§ EXCERPT:

Children with ADHD often are given medication such as Ritalin to control the inattention, hyperactivity and poor behavior that characterizes the disorder. A Lehigh University research team will introduce alternative strategies with the goal of reducing the use of medication and preventing more serious problems among children 3- to 5-years-old.
Lehigh has received a nearly $2.9 million grant from the National Institute of Mental Health to conduct a study designed to improve the behavioral, social and educational outcomes of young children at risk for Attention Deficit/Hyperactivity Disorder (ADHD). The grant is a collaborative effort with Lehigh Valley Hospital (LVH).
Prof. George DuPaul, coordinator of Lehigh's school psychology program, Associate Prof. Lee Kern of Lehigh's special education program, and John VanBrakle, M.D., chairperson of LVH's department of pediatrics, will head the research team exploring intervention as an early strategy to reduce problems associated with ADHD.
The initiative - called Project ACHIEVE - will be coordinated by Suzanne Irvine, an associate research scientist in Lehigh's College of Education. The project will include the work of graduate students in Lehigh's school psychology, special education, and counseling psychology programs, as well as Dr. Mary Pipan, a developmental pediatrician at Children's Hospital of Philadelphia.
"What we're trying to do, with early intervention, is prevent some of the behavioral problems that these children might otherwise take into elementary school, as well as improve their learning skills," DuPaul says. "Ultimately, we hope early-intervention will prove to be more cost-effective in treating ADHD, since fewer children will need special education and other services in order to succeed in the classroom."

§ EXTRACTED RECORDS:
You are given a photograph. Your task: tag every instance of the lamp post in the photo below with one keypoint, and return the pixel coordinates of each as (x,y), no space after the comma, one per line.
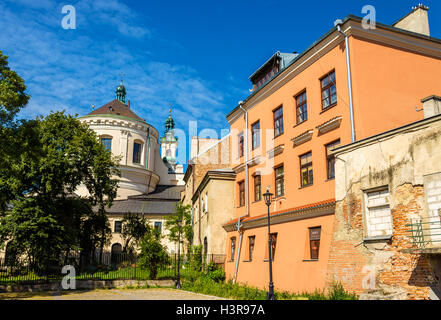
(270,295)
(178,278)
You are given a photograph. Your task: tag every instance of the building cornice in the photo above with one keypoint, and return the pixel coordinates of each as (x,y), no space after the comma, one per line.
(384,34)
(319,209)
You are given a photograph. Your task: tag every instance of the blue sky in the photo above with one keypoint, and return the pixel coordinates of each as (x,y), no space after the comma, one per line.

...

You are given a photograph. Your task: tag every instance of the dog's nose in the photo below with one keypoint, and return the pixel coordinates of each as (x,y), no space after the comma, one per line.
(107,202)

--

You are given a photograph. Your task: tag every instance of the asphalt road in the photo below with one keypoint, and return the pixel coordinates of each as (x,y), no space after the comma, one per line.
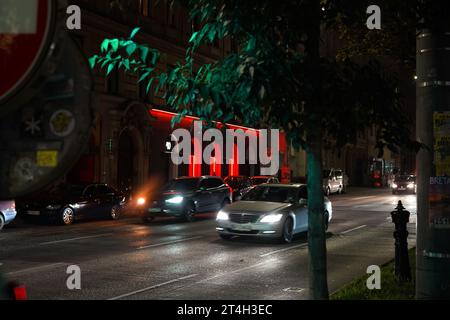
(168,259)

§ PROBLEMS AND TASKS:
a. From the ADHD grant article, write out the passage that begins at the words "Prof. George DuPaul, coordinator" and stops after "Hospital of Philadelphia.".
b. Answer these questions from the ADHD grant article:
(i) What ages are the children the study focuses on?
(ii) How much did Lehigh receive from the National Institute of Mental Health?
(iii) What is the initiative called?

§ PER-TASK ANSWERS:
a.
Prof. George DuPaul, coordinator of Lehigh's school psychology program, Associate Prof. Lee Kern of Lehigh's special education program, and John VanBrakle, M.D., chairperson of LVH's department of pediatrics, will head the research team exploring intervention as an early strategy to reduce problems associated with ADHD.
The initiative - called Project ACHIEVE - will be coordinated by Suzanne Irvine, an associate research scientist in Lehigh's College of Education. The project will include the work of graduate students in Lehigh's school psychology, special education, and counseling psychology programs, as well as Dr. Mary Pipan, a developmental pediatrician at Children's Hospital of Philadelphia.

b.
(i) 3 to 5 years old
(ii) Nearly $2.9 million
(iii) Project ACHIEVE